**GIVEN DATA**
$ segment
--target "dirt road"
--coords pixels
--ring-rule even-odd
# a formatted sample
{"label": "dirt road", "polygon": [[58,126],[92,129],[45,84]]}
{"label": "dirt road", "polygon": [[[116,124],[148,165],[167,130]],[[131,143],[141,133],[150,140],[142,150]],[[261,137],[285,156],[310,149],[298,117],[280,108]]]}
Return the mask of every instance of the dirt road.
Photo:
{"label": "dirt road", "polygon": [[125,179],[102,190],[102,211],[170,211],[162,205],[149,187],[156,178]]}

**EXERCISE**
Can you quote each item above word for word?

**RESULT OF THE TASK**
$ segment
--target "dirt road"
--coords pixels
--ring-rule even-odd
# a formatted sample
{"label": "dirt road", "polygon": [[58,126],[92,129],[45,84]]}
{"label": "dirt road", "polygon": [[[116,124],[148,165],[167,130]],[[131,143],[141,133],[150,140],[142,150]],[[261,137],[285,156],[310,149],[298,117],[280,108]]]}
Return the mask of every instance of the dirt road.
Photo:
{"label": "dirt road", "polygon": [[125,179],[102,190],[102,211],[170,211],[162,205],[149,187],[156,178]]}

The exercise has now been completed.